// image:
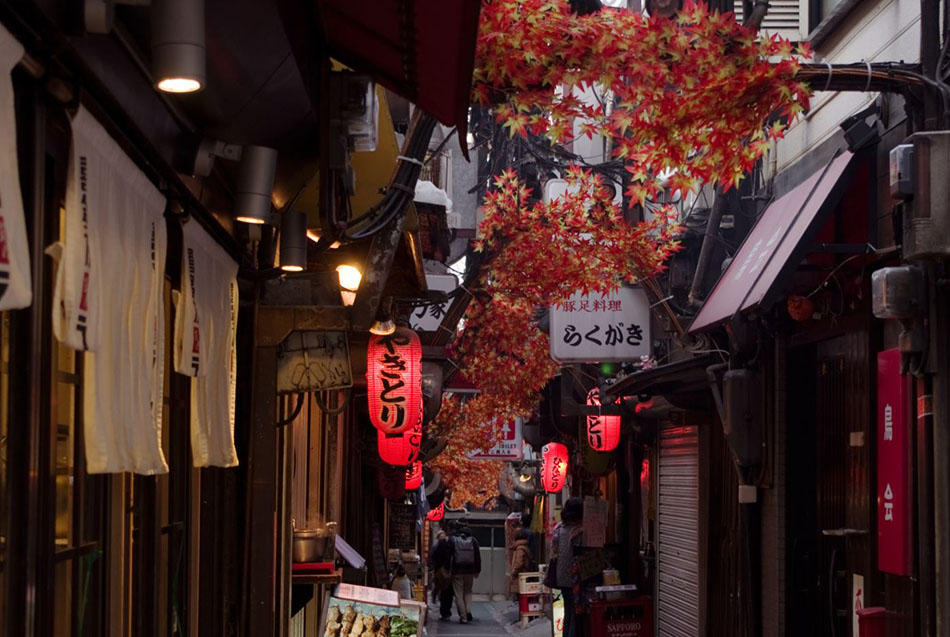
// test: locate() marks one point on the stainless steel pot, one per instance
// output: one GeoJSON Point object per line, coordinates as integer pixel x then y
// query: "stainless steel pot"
{"type": "Point", "coordinates": [309, 545]}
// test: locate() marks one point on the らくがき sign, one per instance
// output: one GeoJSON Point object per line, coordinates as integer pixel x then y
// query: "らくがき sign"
{"type": "Point", "coordinates": [601, 328]}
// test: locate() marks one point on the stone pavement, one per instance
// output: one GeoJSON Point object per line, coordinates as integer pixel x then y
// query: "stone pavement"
{"type": "Point", "coordinates": [491, 619]}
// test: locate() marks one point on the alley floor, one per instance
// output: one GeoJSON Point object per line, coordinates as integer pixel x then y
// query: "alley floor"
{"type": "Point", "coordinates": [491, 619]}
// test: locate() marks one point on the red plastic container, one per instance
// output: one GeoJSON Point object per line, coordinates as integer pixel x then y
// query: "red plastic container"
{"type": "Point", "coordinates": [629, 617]}
{"type": "Point", "coordinates": [874, 622]}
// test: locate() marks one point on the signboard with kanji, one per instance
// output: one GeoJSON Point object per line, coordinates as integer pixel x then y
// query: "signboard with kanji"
{"type": "Point", "coordinates": [894, 548]}
{"type": "Point", "coordinates": [510, 446]}
{"type": "Point", "coordinates": [427, 318]}
{"type": "Point", "coordinates": [595, 328]}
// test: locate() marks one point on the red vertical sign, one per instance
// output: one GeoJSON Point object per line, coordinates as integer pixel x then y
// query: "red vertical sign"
{"type": "Point", "coordinates": [894, 486]}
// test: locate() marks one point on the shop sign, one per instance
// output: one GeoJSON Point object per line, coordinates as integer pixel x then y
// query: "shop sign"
{"type": "Point", "coordinates": [601, 328]}
{"type": "Point", "coordinates": [510, 446]}
{"type": "Point", "coordinates": [893, 466]}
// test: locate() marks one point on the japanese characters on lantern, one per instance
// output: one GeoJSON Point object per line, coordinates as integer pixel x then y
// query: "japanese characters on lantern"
{"type": "Point", "coordinates": [414, 476]}
{"type": "Point", "coordinates": [437, 513]}
{"type": "Point", "coordinates": [394, 380]}
{"type": "Point", "coordinates": [553, 467]}
{"type": "Point", "coordinates": [603, 432]}
{"type": "Point", "coordinates": [401, 449]}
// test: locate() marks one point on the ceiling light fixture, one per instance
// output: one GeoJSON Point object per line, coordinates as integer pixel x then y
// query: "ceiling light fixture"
{"type": "Point", "coordinates": [255, 184]}
{"type": "Point", "coordinates": [178, 45]}
{"type": "Point", "coordinates": [293, 241]}
{"type": "Point", "coordinates": [349, 282]}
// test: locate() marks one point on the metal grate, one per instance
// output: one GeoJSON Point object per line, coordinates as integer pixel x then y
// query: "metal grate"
{"type": "Point", "coordinates": [678, 522]}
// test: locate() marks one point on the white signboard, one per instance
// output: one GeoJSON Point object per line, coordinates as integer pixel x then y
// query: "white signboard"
{"type": "Point", "coordinates": [510, 447]}
{"type": "Point", "coordinates": [427, 318]}
{"type": "Point", "coordinates": [595, 328]}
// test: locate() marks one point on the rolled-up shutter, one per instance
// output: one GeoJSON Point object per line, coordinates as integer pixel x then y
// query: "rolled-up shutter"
{"type": "Point", "coordinates": [678, 518]}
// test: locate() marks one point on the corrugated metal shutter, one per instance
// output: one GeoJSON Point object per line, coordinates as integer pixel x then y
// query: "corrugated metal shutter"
{"type": "Point", "coordinates": [788, 18]}
{"type": "Point", "coordinates": [678, 548]}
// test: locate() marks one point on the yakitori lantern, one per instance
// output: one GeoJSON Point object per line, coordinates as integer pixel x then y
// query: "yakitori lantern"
{"type": "Point", "coordinates": [603, 432]}
{"type": "Point", "coordinates": [402, 449]}
{"type": "Point", "coordinates": [414, 476]}
{"type": "Point", "coordinates": [394, 379]}
{"type": "Point", "coordinates": [437, 513]}
{"type": "Point", "coordinates": [553, 467]}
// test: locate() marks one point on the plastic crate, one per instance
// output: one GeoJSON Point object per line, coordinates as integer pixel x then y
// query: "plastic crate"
{"type": "Point", "coordinates": [529, 583]}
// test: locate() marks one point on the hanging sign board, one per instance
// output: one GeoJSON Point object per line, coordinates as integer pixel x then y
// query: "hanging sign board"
{"type": "Point", "coordinates": [595, 328]}
{"type": "Point", "coordinates": [510, 446]}
{"type": "Point", "coordinates": [894, 495]}
{"type": "Point", "coordinates": [313, 361]}
{"type": "Point", "coordinates": [402, 526]}
{"type": "Point", "coordinates": [427, 318]}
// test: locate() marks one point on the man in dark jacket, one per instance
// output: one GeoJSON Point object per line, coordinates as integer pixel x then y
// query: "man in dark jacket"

=====

Leave the images out, please, and restate each line word for word.

// image:
// test: locate() marks one point on the stainless steel pot, one per instance
// output: one GeoJSON Point object per line, coordinates as integer pixel x then y
// query: "stainless steel pot"
{"type": "Point", "coordinates": [309, 545]}
// test: locate() marks one point on the らくがき sign, one per instance
// output: one GeoJSON Point object per line, coordinates as integer pixel x then y
// query: "らくがき sign"
{"type": "Point", "coordinates": [601, 328]}
// test: locate() marks one point on the stone pavement, one per instance
// output: one GeoJSON Point object per line, coordinates as integer pixel x then y
// query: "stone pavement"
{"type": "Point", "coordinates": [491, 619]}
// test: locate() marks one point on the alley floor, one per instance
// output: one GeoJSON Point object per line, coordinates as integer pixel x then y
// query: "alley floor"
{"type": "Point", "coordinates": [491, 619]}
// test: locate() marks one point on the red plastic container, one per instance
// output: one GeoJSON Point object per line, coordinates as integer pixel x then y
// query: "red plastic container"
{"type": "Point", "coordinates": [629, 617]}
{"type": "Point", "coordinates": [874, 622]}
// test: locate() marks one point on the signboard with kanji, one per instance
// output: one GeoJSON Point object per line, coordinates as integer pixel x then y
// query: "signboard with kanji"
{"type": "Point", "coordinates": [894, 548]}
{"type": "Point", "coordinates": [510, 446]}
{"type": "Point", "coordinates": [427, 318]}
{"type": "Point", "coordinates": [595, 328]}
// test: locate() marks one point on the red vertical sign, one per instance
// output: one GeoJSON Point object per line, coordinates as integer pixel x then y
// query: "red vertical sign"
{"type": "Point", "coordinates": [894, 486]}
// test: locate() marks one point on the shop sign, one per instance
// output: one GeoJSON Point object per line, coordinates as integer pixel x then y
// query: "shop sign"
{"type": "Point", "coordinates": [601, 328]}
{"type": "Point", "coordinates": [510, 446]}
{"type": "Point", "coordinates": [893, 466]}
// test: locate() marks one point on the japanese characters on lantern, one per instance
// output: one GeoJSON Point object per line, coordinates as integer pixel x then y
// query: "japanese characters on lantern"
{"type": "Point", "coordinates": [414, 476]}
{"type": "Point", "coordinates": [437, 513]}
{"type": "Point", "coordinates": [394, 380]}
{"type": "Point", "coordinates": [553, 467]}
{"type": "Point", "coordinates": [603, 432]}
{"type": "Point", "coordinates": [401, 449]}
// test: locate() marks one point on the ceiling light fixture, one per instance
// output: one GeoJSON Point object per line, coordinates as integer pixel x then y
// query: "ceiling light fixture"
{"type": "Point", "coordinates": [255, 184]}
{"type": "Point", "coordinates": [178, 45]}
{"type": "Point", "coordinates": [293, 241]}
{"type": "Point", "coordinates": [349, 282]}
// test: locate() marks one point on the metal grate, one per instance
// output: one GeoJSON Point object per line, coordinates as integer pixel x then y
// query: "metal grate"
{"type": "Point", "coordinates": [678, 522]}
// test: locate() marks one point on the white signboard, one per instance
// output: one GeoJSON Point object per line, coordinates as integer pixel x then y
// query: "white signboard"
{"type": "Point", "coordinates": [510, 447]}
{"type": "Point", "coordinates": [427, 318]}
{"type": "Point", "coordinates": [595, 328]}
// test: locate() marks one point on the rolled-up shutter, one per instance
// output: one GeoJSON Point object per line, coordinates as integer pixel x then y
// query: "rolled-up shutter"
{"type": "Point", "coordinates": [678, 518]}
// test: locate() marks one point on the corrugated metal shutter, one per instance
// output: one GeoJSON Point object per line, coordinates as integer pixel x then y
// query: "corrugated metal shutter"
{"type": "Point", "coordinates": [788, 18]}
{"type": "Point", "coordinates": [678, 548]}
// test: locate() marks one point on the yakitori lantern, one per instance
// output: one GeoJSON Point object per line, coordinates as integer pixel x then y
// query: "yakitori lantern"
{"type": "Point", "coordinates": [603, 432]}
{"type": "Point", "coordinates": [402, 449]}
{"type": "Point", "coordinates": [414, 476]}
{"type": "Point", "coordinates": [394, 379]}
{"type": "Point", "coordinates": [437, 513]}
{"type": "Point", "coordinates": [553, 467]}
// test: locate() marks one point on the plastic crate, one per instance
// output: one GeoJSON Point object per line, coordinates as integer pixel x then y
// query: "plastic crate"
{"type": "Point", "coordinates": [529, 583]}
// test: locate() marks one point on the hanging sign board, one per instance
// output: one GeoJSON Point object per line, coordinates as integer pixel x then y
// query: "hanging sign board"
{"type": "Point", "coordinates": [595, 328]}
{"type": "Point", "coordinates": [510, 446]}
{"type": "Point", "coordinates": [894, 495]}
{"type": "Point", "coordinates": [313, 361]}
{"type": "Point", "coordinates": [402, 526]}
{"type": "Point", "coordinates": [427, 318]}
// test: locate() marks one point on the man in dark jacket, one per instance
// output: one GeoJSON Point object per line, coordinates as integer pixel x then y
// query: "man in dark jacket"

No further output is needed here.